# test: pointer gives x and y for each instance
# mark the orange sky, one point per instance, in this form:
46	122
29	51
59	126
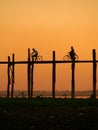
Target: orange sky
49	25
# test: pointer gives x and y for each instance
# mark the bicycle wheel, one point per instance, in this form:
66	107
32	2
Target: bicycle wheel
39	58
66	57
76	57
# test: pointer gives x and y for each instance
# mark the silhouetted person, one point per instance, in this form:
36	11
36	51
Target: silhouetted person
35	53
72	54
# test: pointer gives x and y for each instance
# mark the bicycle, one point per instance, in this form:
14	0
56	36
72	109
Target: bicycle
67	57
39	58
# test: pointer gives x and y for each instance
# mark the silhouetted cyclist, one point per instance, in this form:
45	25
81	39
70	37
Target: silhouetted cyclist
35	53
72	54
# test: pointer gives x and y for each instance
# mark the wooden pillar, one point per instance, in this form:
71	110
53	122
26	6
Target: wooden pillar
32	75
28	72
53	76
8	73
73	79
94	73
12	84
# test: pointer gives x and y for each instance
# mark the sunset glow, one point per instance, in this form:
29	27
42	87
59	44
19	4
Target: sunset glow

::::::::

-- THE PROBLEM --
Line by line, return the listing above exactly, dropping every picture.

-- EXERCISE SOLUTION --
# test: pointer gives x and y for each instance
# mark the orange sky, one point per instance, in this form:
46	122
29	51
59	126
Target: orange sky
49	25
# test: pointer gives x and y for each instance
# mark the bicycle wheel, one point per instance, in this form:
66	107
32	2
Target: bicycle wheel
39	58
66	57
76	57
# test: pointer gives x and y for each instance
# mark the silhouetted person, one point per instance, in this form:
36	11
36	51
Target: silhouetted person
35	53
72	54
# test: pointer gives x and y for each instance
# mark the bicycle, one point per instance, in this form:
14	0
56	36
72	109
Target: bicycle
67	57
39	58
# test: pointer gives x and y for each instance
# mark the silhouetted cyclist, one point per instance, in this form:
45	25
81	39
70	37
Target: silhouetted cyclist
35	53
72	54
# test: pointer gives x and y for each instance
# mark the wooden pillar, one point per instance, in this form:
71	110
53	122
26	6
Target: wooden pillar
32	75
28	72
53	76
8	73
73	79
94	73
12	84
# test: pointer gives x and y for each instance
# mark the sunset glow, one point per instance, in this form:
29	27
42	87
59	44
19	4
Target: sunset glow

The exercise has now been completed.